• **Task goal**:
Please count how many lines in the data below contain the word "Class" (case-sensitive), and reply with only that number.

(Bounding box annotation entries)
◇ ◇ ◇ ◇
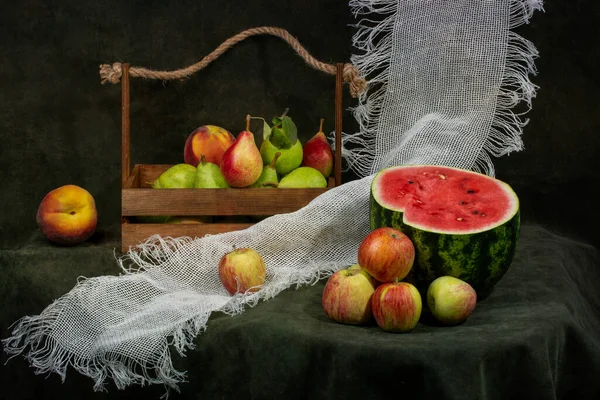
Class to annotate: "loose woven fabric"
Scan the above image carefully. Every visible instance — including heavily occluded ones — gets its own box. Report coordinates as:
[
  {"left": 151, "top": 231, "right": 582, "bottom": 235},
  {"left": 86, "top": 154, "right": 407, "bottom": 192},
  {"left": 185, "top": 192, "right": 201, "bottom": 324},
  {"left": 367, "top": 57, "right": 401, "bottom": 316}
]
[{"left": 3, "top": 0, "right": 542, "bottom": 390}]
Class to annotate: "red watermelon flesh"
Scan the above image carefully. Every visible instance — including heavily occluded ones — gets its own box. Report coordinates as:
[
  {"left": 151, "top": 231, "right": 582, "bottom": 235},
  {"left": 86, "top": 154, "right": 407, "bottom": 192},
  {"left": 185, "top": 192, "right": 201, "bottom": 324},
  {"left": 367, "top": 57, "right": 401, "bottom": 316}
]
[
  {"left": 369, "top": 165, "right": 520, "bottom": 298},
  {"left": 372, "top": 165, "right": 519, "bottom": 234}
]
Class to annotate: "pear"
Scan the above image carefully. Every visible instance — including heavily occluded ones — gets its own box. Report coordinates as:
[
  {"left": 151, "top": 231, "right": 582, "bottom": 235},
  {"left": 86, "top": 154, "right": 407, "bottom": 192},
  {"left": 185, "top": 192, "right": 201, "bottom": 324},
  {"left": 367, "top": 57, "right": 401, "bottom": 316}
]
[
  {"left": 260, "top": 108, "right": 302, "bottom": 176},
  {"left": 152, "top": 164, "right": 196, "bottom": 189},
  {"left": 278, "top": 167, "right": 327, "bottom": 188},
  {"left": 220, "top": 115, "right": 263, "bottom": 188},
  {"left": 302, "top": 118, "right": 333, "bottom": 178},
  {"left": 194, "top": 154, "right": 230, "bottom": 189},
  {"left": 260, "top": 139, "right": 302, "bottom": 176},
  {"left": 251, "top": 151, "right": 281, "bottom": 187}
]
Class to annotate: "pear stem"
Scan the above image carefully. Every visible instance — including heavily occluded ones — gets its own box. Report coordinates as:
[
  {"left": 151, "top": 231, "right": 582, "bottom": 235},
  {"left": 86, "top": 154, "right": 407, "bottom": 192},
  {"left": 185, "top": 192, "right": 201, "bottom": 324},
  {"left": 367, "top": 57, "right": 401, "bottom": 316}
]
[{"left": 269, "top": 151, "right": 281, "bottom": 169}]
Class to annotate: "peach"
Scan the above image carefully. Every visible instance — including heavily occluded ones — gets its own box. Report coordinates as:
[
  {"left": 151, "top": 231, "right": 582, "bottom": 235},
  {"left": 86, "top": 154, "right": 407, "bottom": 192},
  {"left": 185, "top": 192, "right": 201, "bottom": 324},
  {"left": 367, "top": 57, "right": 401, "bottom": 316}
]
[
  {"left": 36, "top": 185, "right": 98, "bottom": 246},
  {"left": 183, "top": 125, "right": 235, "bottom": 167}
]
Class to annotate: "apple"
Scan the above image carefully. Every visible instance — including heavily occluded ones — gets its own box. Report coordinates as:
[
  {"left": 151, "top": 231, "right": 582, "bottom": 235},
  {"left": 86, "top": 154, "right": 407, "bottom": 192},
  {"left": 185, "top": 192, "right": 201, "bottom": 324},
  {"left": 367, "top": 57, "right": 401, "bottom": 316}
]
[
  {"left": 36, "top": 185, "right": 98, "bottom": 246},
  {"left": 321, "top": 264, "right": 377, "bottom": 325},
  {"left": 358, "top": 227, "right": 415, "bottom": 282},
  {"left": 372, "top": 281, "right": 423, "bottom": 333},
  {"left": 183, "top": 125, "right": 235, "bottom": 167},
  {"left": 219, "top": 247, "right": 267, "bottom": 294},
  {"left": 427, "top": 276, "right": 477, "bottom": 325}
]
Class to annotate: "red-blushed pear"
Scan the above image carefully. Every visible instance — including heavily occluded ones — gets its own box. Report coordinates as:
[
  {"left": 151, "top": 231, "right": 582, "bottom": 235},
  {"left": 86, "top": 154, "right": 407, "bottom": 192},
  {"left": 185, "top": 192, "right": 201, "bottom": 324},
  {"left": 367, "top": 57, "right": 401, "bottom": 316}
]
[
  {"left": 183, "top": 125, "right": 235, "bottom": 167},
  {"left": 219, "top": 247, "right": 267, "bottom": 294},
  {"left": 220, "top": 115, "right": 263, "bottom": 188},
  {"left": 321, "top": 264, "right": 377, "bottom": 325},
  {"left": 427, "top": 276, "right": 477, "bottom": 325},
  {"left": 358, "top": 227, "right": 415, "bottom": 282},
  {"left": 372, "top": 281, "right": 423, "bottom": 333},
  {"left": 302, "top": 118, "right": 333, "bottom": 178},
  {"left": 36, "top": 185, "right": 98, "bottom": 246}
]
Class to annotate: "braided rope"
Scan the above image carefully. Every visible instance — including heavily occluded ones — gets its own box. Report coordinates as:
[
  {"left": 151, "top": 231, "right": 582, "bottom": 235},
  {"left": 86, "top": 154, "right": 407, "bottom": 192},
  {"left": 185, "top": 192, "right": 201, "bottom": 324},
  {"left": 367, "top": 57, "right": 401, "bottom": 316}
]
[{"left": 100, "top": 26, "right": 367, "bottom": 97}]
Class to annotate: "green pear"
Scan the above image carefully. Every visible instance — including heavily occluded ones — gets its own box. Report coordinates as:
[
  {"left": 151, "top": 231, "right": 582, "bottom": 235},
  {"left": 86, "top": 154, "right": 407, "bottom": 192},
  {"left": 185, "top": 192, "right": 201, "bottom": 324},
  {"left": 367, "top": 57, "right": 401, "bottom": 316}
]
[
  {"left": 152, "top": 164, "right": 196, "bottom": 189},
  {"left": 260, "top": 139, "right": 302, "bottom": 176},
  {"left": 194, "top": 154, "right": 230, "bottom": 189},
  {"left": 278, "top": 167, "right": 327, "bottom": 188},
  {"left": 250, "top": 151, "right": 281, "bottom": 188}
]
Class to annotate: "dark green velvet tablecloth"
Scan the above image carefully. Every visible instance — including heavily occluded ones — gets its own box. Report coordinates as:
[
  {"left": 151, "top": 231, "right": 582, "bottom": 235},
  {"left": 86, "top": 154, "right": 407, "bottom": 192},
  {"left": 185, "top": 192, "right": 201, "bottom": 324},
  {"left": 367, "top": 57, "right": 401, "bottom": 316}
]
[{"left": 0, "top": 225, "right": 600, "bottom": 400}]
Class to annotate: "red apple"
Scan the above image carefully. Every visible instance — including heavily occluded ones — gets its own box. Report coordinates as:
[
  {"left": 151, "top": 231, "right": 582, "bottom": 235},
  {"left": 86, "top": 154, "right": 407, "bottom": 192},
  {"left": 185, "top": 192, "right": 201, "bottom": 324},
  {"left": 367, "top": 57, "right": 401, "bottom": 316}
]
[
  {"left": 358, "top": 227, "right": 415, "bottom": 282},
  {"left": 36, "top": 185, "right": 98, "bottom": 246},
  {"left": 321, "top": 264, "right": 377, "bottom": 325},
  {"left": 183, "top": 125, "right": 235, "bottom": 167},
  {"left": 373, "top": 282, "right": 423, "bottom": 333},
  {"left": 219, "top": 248, "right": 267, "bottom": 294},
  {"left": 427, "top": 276, "right": 477, "bottom": 325}
]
◇ ◇ ◇ ◇
• **Response below**:
11